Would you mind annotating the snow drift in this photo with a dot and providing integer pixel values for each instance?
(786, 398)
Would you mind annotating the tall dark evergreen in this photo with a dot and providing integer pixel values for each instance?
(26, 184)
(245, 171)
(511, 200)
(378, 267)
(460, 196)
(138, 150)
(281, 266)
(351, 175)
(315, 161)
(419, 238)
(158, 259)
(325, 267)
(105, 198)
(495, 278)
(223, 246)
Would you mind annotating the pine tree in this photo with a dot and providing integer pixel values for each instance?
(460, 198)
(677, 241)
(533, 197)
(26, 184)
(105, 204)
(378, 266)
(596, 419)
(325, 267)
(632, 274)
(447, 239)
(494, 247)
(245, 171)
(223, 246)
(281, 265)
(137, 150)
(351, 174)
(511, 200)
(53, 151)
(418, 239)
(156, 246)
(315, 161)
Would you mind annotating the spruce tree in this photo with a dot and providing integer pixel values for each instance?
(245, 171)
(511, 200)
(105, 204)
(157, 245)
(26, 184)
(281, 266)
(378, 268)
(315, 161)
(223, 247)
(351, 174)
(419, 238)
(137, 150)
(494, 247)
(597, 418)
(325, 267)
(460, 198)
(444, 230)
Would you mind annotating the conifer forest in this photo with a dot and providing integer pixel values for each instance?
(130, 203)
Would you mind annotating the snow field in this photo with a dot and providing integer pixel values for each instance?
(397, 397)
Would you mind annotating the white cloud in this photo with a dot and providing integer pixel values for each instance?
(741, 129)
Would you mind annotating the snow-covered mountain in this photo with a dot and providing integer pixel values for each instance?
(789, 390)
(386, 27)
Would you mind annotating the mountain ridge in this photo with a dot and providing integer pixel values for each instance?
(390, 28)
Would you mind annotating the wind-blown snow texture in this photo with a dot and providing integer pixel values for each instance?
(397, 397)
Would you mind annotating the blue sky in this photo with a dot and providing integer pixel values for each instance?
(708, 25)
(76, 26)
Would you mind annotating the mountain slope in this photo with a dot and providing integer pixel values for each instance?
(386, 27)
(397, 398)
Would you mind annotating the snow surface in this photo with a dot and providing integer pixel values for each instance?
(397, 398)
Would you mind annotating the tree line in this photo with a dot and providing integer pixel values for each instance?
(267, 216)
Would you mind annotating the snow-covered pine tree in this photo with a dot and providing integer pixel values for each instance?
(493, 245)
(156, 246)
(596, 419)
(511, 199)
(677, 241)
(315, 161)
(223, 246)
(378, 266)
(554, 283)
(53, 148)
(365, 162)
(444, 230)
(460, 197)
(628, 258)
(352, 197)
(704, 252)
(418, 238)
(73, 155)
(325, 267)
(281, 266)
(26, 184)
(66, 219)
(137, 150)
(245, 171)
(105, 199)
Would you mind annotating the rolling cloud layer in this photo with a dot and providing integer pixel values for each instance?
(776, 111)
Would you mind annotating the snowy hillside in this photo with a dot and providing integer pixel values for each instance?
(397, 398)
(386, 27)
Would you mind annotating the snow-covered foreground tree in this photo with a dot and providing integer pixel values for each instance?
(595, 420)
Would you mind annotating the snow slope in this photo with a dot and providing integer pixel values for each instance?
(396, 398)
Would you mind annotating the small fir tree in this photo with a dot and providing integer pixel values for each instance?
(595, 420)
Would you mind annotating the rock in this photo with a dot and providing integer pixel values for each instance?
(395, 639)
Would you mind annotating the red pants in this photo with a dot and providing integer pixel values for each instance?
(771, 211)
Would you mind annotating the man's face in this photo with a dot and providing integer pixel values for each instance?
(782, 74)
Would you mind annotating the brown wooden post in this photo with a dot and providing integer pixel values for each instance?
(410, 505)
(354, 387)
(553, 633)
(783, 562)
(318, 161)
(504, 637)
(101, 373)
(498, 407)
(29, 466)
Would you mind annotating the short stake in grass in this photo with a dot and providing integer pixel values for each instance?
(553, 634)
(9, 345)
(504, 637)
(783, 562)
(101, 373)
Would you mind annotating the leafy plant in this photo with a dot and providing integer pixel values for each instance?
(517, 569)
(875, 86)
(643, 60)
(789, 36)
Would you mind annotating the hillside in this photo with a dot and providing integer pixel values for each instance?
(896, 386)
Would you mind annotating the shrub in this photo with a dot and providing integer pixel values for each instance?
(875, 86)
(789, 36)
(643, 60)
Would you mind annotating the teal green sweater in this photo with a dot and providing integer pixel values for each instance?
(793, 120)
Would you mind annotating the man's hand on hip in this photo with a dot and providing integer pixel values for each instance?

### [WRITTEN PROBLEM]
Reproduce all of the lines above word for word.

### [ANSWER TO THE PROBLEM]
Would you mind annotating the snow drift in this photo with a dot and providing integer pixel values for each instance?
(786, 398)
Would you mind annotating the tall dark evergreen in this photo with a dot and providing integer pixel values for each instance?
(26, 184)
(245, 171)
(511, 200)
(378, 267)
(460, 196)
(138, 150)
(281, 266)
(351, 175)
(315, 161)
(419, 238)
(158, 259)
(325, 267)
(105, 198)
(495, 278)
(223, 246)
Would you mind annotating the pine tree in this photo with a dot and providing integer pixel values for each instance?
(460, 198)
(677, 241)
(533, 197)
(26, 184)
(105, 204)
(378, 266)
(596, 419)
(325, 267)
(632, 274)
(447, 239)
(494, 247)
(245, 171)
(223, 246)
(281, 265)
(137, 150)
(351, 174)
(511, 200)
(53, 151)
(418, 239)
(156, 246)
(315, 161)
Would you mind annotating the spruce tree in this photo with a dot and providing integer pixel values for each instance?
(245, 171)
(511, 200)
(105, 204)
(157, 245)
(26, 184)
(281, 266)
(378, 268)
(315, 161)
(223, 247)
(351, 174)
(419, 238)
(137, 150)
(494, 247)
(597, 418)
(325, 267)
(460, 198)
(444, 230)
Would you mind annotating the conifer forest in this photo with a dot and providing integer pixel values for each instance?
(130, 203)
Would you mind annotating the snow field in this photo with a dot and providing integer pixel values for each instance?
(397, 397)
Would you mind annotating the white cloud in this photo with a dot and providing integer pixel values for each instance?
(741, 129)
Would you mind annotating the snow-covered mountain in this photo with a dot and providing integer pixel values for each instance?
(789, 390)
(386, 27)
Would you mind annotating the mountain ridge in this photo with a dot and providing integer pixel values for each instance?
(390, 28)
Would you mind annotating the wind-blown snow texture in this photo with a dot and providing integer pixel values for each instance?
(397, 397)
Would you mind annotating the blue sky in this photo with a dot and providing integer pixel values for each instance?
(708, 25)
(76, 26)
Would you mind annotating the mountain slope in this photo with a dot and providing integer pixel values for each instance?
(386, 27)
(397, 398)
Would you mind annotating the snow surface in this photo with a dot and providing integer pixel values for each instance?
(397, 398)
Would you mind annotating the tree line in this photo with a dot and providing integer pixel values for each instance?
(267, 216)
Would you mind annotating the snow-covered pine tree in this photo with a dot and providing integer pixel values for each instance?
(493, 245)
(156, 246)
(596, 419)
(511, 199)
(677, 241)
(315, 161)
(223, 246)
(378, 266)
(554, 283)
(53, 148)
(365, 162)
(444, 230)
(460, 197)
(628, 258)
(352, 197)
(704, 252)
(418, 238)
(73, 155)
(325, 267)
(281, 266)
(26, 184)
(66, 219)
(137, 150)
(245, 171)
(105, 199)
Would you mind annotating the rolling cloud layer in this photo with a dot and providing integer pixel values for each instance?
(776, 111)
Would you mind annotating the snowy hillside in this photo with a dot and providing integer pixel values for each instance?
(397, 398)
(386, 27)
Would you mind annotating the snow-covered foreground tree in this photo with a dot and providing integer pixel values for each instance?
(595, 420)
Would you mind annotating the snow slope in this photo with a dot and providing integer pixel values for each instance?
(396, 398)
Would you mind annotating the small fir tree in this photo with a dot and providing integer pixel values for each instance?
(595, 420)
Would you mind annotating the rock in this photo with a dot and providing integer pixel values for each instance?
(395, 639)
Would you mind annotating the red pants in this photo with a dot and providing integer pixel values for each instance?
(771, 211)
Would you mind annotating the man's face in this photo with a dot and providing integer pixel values for each instance?
(782, 74)
Would you mind annotating the brown wooden post in this photo with a dot and providing integer pixel values for each instance?
(410, 505)
(354, 387)
(553, 633)
(783, 562)
(318, 161)
(504, 637)
(101, 373)
(498, 407)
(29, 466)
Would you mind annotating the short stake in grass in this photo with a dot and providing integer pixel values for each instance?
(553, 634)
(9, 345)
(504, 637)
(783, 562)
(101, 373)
Would you mind annotating the leafy plant in this photo with a dot and providing integer pixel values for each instance?
(517, 569)
(875, 86)
(643, 60)
(789, 36)
Would you mind annotating the hillside in this photo with a dot and providing integer pixel values for each instance?
(896, 386)
Would you mind annotating the shrub in this photo with a dot and providing integer pixel values for each instance?
(875, 86)
(789, 36)
(643, 60)
Would you mind annotating the teal green sweater in this photo with a dot and providing integer pixel values for each instance?
(793, 120)
Would you mind annotating the man's hand on hip in this photo with a dot and providing integer pixel values for each instance?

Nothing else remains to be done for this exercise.